*WORK INSTRUCTIONS*
From the listing below, output the lines between the one with "Tag every instance of the warehouse roof" and the one with "Tag every instance of the stain", including those two, and nothing else. Pictures are not copied.

*GIVEN ENTRIES*

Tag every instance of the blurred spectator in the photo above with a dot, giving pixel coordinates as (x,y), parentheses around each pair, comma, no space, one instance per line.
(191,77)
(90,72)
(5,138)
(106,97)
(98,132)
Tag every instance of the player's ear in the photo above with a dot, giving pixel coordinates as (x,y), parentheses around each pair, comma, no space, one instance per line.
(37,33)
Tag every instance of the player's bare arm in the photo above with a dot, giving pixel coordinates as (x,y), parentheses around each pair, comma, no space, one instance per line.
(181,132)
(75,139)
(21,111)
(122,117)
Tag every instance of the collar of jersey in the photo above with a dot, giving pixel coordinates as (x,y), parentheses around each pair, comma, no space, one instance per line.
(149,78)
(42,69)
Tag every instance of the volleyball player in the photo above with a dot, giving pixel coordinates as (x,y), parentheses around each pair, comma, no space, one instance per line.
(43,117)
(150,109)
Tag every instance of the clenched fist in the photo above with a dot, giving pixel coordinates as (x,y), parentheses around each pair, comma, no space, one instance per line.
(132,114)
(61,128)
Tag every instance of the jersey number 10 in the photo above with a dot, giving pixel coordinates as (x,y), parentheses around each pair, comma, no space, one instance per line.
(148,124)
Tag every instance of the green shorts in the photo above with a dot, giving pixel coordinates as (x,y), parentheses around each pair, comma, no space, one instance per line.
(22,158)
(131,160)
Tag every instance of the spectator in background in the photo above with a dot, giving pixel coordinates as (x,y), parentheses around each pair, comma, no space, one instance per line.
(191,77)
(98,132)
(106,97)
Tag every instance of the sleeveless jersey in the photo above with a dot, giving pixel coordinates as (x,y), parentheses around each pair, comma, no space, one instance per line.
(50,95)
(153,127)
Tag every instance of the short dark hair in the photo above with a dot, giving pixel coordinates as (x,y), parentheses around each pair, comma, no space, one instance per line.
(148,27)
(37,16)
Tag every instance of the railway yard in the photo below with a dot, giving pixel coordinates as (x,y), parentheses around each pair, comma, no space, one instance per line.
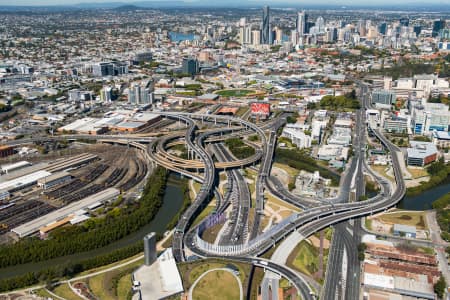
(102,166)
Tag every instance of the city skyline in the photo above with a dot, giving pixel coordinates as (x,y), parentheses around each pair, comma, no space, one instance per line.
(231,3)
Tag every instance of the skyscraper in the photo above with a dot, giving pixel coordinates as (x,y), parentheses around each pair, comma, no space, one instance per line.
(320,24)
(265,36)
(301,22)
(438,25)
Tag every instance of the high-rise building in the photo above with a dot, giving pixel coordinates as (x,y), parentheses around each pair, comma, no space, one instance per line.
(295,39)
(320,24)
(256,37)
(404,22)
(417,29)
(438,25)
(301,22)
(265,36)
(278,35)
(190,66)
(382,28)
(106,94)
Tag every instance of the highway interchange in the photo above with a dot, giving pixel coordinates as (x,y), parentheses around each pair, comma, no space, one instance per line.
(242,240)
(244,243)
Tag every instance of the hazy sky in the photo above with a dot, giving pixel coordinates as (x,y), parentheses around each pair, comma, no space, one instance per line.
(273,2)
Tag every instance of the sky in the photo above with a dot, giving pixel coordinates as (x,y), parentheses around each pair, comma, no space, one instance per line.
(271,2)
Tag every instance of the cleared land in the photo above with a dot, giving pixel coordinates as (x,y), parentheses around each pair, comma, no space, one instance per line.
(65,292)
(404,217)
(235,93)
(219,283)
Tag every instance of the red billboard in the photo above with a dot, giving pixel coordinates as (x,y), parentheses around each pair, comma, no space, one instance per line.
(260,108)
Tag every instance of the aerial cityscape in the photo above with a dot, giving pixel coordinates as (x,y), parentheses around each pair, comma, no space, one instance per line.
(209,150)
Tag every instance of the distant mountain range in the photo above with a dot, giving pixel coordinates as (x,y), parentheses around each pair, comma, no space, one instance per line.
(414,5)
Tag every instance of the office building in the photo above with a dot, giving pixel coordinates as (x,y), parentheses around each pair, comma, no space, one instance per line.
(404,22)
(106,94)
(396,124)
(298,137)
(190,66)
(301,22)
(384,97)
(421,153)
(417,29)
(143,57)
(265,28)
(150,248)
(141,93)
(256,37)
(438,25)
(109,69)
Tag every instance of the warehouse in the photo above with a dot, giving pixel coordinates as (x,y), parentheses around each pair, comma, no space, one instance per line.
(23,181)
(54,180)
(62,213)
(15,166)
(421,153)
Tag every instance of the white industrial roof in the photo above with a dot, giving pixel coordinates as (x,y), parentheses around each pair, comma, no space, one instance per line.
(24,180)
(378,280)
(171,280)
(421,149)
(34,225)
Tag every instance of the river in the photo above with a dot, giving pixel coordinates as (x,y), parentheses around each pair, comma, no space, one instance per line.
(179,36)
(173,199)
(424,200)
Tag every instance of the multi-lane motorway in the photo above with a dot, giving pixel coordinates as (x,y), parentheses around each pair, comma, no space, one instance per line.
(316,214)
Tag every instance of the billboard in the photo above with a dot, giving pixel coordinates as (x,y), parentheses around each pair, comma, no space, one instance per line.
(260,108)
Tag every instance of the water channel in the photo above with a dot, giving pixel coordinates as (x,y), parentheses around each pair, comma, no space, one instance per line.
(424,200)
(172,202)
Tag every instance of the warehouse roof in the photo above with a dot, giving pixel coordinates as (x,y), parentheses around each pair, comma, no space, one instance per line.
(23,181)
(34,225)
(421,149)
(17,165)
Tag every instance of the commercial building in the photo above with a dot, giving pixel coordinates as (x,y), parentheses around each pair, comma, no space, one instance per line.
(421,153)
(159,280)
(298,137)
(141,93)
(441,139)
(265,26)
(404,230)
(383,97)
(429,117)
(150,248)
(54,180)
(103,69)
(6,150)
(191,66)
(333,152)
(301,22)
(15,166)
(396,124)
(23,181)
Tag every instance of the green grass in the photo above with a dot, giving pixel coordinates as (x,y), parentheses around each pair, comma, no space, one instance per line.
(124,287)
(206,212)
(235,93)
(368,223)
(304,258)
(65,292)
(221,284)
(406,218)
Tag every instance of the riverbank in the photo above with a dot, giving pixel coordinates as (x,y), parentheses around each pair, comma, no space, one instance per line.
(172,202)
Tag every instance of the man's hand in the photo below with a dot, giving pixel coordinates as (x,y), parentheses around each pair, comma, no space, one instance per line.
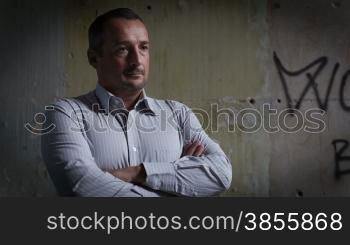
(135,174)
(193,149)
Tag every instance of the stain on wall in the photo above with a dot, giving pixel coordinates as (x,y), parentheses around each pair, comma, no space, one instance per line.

...

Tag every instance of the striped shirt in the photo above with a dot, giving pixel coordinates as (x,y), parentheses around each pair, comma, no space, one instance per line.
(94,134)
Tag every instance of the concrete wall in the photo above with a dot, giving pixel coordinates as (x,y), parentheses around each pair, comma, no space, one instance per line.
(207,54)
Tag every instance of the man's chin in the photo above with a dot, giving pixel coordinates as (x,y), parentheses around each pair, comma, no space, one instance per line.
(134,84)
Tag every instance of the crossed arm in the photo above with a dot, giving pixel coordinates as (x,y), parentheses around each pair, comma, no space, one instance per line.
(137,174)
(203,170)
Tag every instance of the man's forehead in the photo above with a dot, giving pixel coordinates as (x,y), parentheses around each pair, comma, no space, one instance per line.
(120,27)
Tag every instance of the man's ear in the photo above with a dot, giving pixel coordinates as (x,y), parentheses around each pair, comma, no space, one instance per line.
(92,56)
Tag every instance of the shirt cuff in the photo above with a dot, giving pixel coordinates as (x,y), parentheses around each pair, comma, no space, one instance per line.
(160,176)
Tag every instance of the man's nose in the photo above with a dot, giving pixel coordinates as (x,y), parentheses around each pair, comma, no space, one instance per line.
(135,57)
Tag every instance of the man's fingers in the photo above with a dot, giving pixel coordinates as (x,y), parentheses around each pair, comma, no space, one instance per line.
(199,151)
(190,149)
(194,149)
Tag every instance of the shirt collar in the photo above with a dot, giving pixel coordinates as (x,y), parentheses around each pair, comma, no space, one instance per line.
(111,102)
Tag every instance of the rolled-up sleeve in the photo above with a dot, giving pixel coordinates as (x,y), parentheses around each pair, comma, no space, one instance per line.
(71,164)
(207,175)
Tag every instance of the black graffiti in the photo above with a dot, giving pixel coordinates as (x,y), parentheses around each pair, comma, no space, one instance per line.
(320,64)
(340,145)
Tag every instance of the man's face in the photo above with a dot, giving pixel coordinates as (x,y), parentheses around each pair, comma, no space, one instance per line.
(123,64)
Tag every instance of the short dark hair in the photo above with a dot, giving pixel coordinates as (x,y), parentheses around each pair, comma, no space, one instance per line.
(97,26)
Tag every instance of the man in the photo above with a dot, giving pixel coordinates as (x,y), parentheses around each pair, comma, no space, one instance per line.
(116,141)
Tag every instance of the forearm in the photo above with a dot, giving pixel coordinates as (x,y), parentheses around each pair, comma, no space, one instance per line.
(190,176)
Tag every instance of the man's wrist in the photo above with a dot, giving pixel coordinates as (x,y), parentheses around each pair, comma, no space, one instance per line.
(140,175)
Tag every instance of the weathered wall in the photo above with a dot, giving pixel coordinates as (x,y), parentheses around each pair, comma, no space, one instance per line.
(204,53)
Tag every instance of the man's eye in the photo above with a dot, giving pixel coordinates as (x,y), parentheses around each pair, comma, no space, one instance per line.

*YOUR SOLUTION*
Tag every instance of the warehouse roof in the photo above with a dot, giving pixel coordinates as (x,y), parentheses around each pair, comma, no space, one instance per line.
(23,181)
(34,225)
(421,149)
(17,165)
Tag every instance of the commercial building in the photo above with a dot, giving pixel coordinates as (x,y), parentheses around each pair, comma, no space, one instance per line.
(421,153)
(159,280)
(298,137)
(141,93)
(441,139)
(265,26)
(404,230)
(383,97)
(429,117)
(150,248)
(54,180)
(103,69)
(6,150)
(191,66)
(333,152)
(301,22)
(15,166)
(396,124)
(23,181)
Tag every instance of the green grass in the photo above with a dot, giving pixel coordinates as (x,y), parentheses around each pair, comma, no space, one instance per line.
(124,287)
(206,212)
(235,93)
(368,223)
(304,258)
(65,292)
(221,284)
(406,218)
Tag every instance of the riverbank in the photo above with a dot, giving pixel coordinates as (x,y), parentheses around each pair, comma, no space, one instance per line.
(172,202)
Tag every instance of the man's hand in the photo below with a dot, giving pixel coordinates as (x,y), parentheses around each pair, comma, no space, one instance per line.
(135,174)
(193,149)
Tag every instance of the stain on wall in the photo above with a dot, giving pixel coordinates as (x,y), parentheses around each pair, comma, no space, one instance per line.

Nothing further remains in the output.